▶ AIM: Rescale the rows from the line containing "sitting, dropping a point on every instance." through the end of the records, inclusive, and write those lines out again with the requests included. Multiply every coordinate in the answers by 1.1, round to whole numbers with halves going up, and leave the pictures out.

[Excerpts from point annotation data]
= = = =
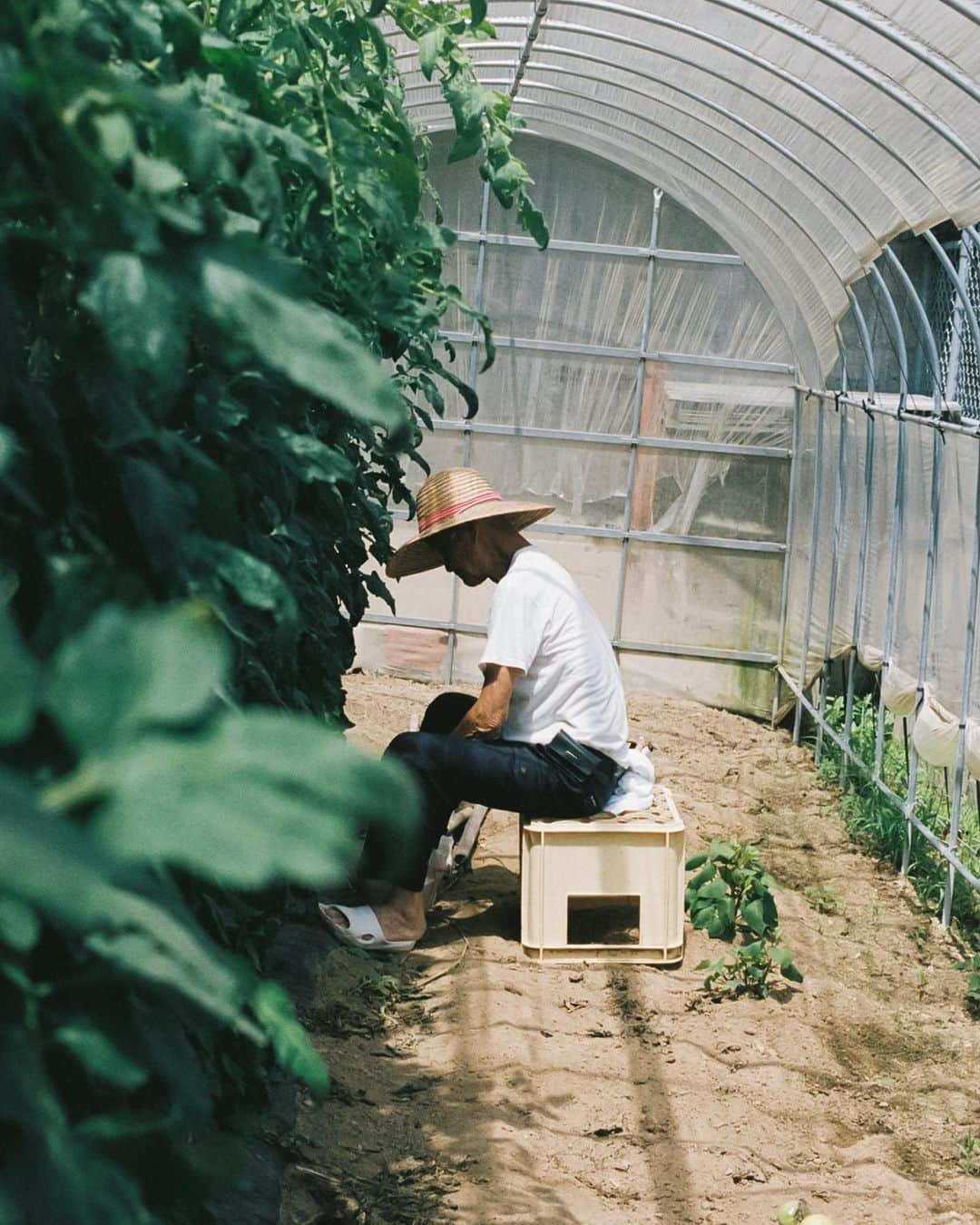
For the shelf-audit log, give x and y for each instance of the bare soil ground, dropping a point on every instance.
(473, 1085)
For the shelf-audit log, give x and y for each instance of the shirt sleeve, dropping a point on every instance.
(514, 627)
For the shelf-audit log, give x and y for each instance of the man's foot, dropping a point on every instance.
(402, 917)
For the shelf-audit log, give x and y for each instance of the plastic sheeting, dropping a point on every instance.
(897, 539)
(573, 358)
(806, 133)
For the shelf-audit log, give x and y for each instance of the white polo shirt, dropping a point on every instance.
(542, 623)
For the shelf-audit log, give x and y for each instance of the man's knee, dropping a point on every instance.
(444, 712)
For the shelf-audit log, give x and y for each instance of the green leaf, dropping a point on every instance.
(154, 175)
(275, 1012)
(467, 143)
(20, 927)
(532, 220)
(430, 45)
(312, 347)
(48, 864)
(254, 581)
(259, 798)
(142, 318)
(375, 584)
(753, 916)
(20, 672)
(125, 672)
(115, 136)
(7, 448)
(316, 461)
(100, 1055)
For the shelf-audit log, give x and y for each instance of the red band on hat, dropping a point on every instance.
(457, 508)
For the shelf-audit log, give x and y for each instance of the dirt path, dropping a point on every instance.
(500, 1091)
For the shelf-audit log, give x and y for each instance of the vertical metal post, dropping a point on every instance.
(959, 279)
(634, 426)
(467, 431)
(898, 510)
(934, 534)
(965, 707)
(859, 597)
(812, 578)
(839, 499)
(934, 542)
(956, 338)
(794, 468)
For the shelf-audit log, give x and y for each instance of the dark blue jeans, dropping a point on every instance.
(501, 774)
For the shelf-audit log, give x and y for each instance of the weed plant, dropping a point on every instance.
(878, 825)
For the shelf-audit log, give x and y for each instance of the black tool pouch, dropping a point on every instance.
(582, 769)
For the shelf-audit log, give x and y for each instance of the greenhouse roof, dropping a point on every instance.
(808, 132)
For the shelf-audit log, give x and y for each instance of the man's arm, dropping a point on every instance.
(485, 718)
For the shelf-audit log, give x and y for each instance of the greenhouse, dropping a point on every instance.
(316, 316)
(748, 369)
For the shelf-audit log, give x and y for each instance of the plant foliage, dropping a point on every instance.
(731, 892)
(222, 293)
(119, 1015)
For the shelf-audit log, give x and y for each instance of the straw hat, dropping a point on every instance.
(447, 499)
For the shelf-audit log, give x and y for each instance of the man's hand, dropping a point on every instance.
(485, 718)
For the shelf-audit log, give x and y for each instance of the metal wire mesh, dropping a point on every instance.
(959, 361)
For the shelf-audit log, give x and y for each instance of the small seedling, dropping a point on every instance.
(730, 886)
(731, 891)
(750, 969)
(968, 1155)
(972, 965)
(825, 898)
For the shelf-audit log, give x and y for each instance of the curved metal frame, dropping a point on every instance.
(695, 97)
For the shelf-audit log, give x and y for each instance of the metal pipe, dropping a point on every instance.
(634, 427)
(780, 642)
(689, 542)
(757, 132)
(467, 433)
(627, 252)
(970, 877)
(735, 49)
(859, 598)
(934, 544)
(776, 199)
(959, 282)
(839, 499)
(934, 535)
(605, 350)
(930, 338)
(970, 429)
(812, 577)
(529, 431)
(716, 654)
(965, 707)
(899, 507)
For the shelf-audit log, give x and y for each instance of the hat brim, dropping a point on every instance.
(416, 555)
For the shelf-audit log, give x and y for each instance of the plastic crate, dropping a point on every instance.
(604, 865)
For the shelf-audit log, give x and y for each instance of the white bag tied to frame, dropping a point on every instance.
(936, 735)
(870, 657)
(898, 689)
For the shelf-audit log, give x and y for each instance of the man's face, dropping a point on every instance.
(462, 553)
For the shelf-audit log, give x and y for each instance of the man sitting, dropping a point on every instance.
(548, 731)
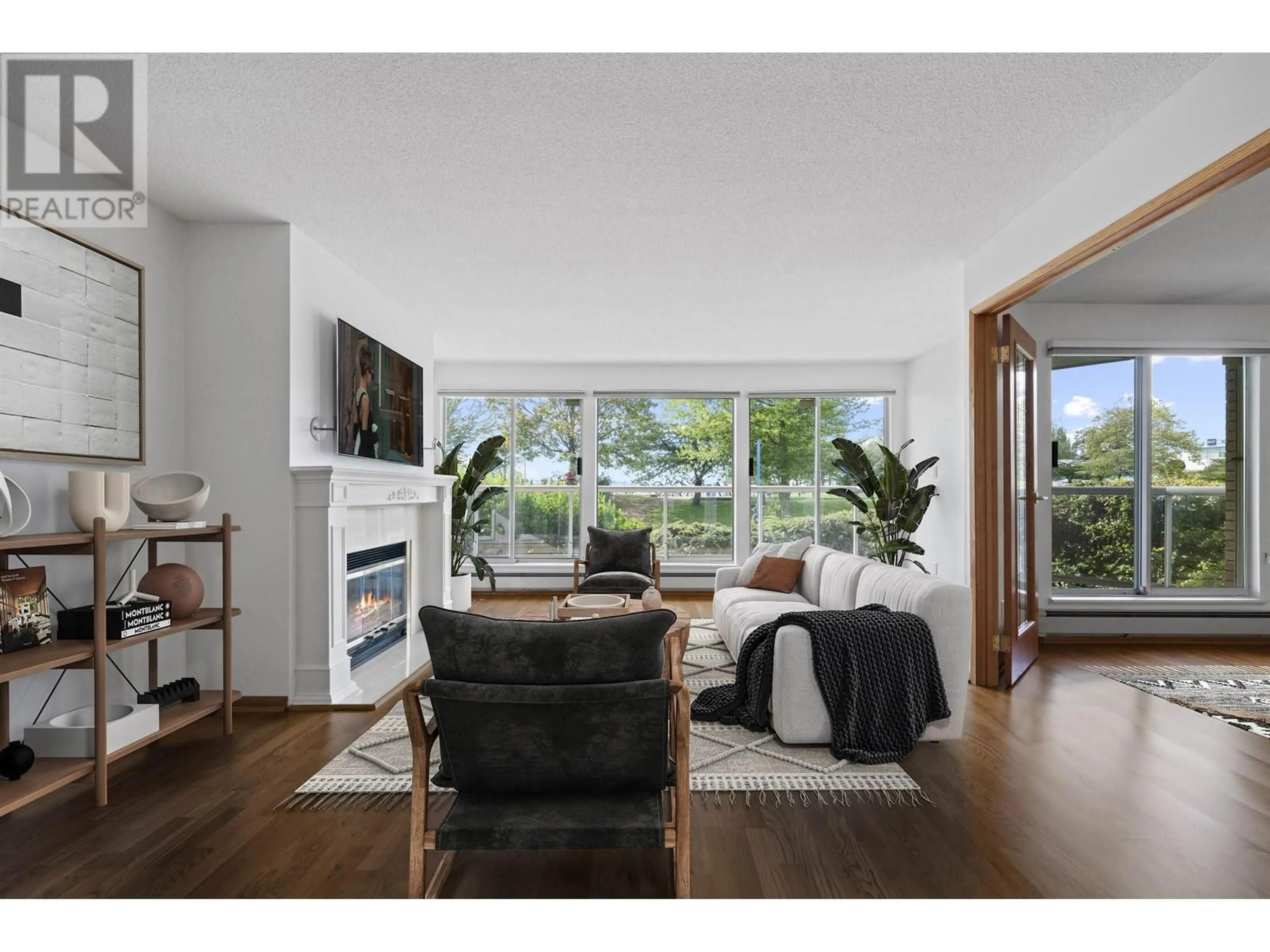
= = = =
▶ IN RESPONSE:
For the shelf-audit log, give x and y for each instance of the man sitting, dropping a point on every instance.
(603, 804)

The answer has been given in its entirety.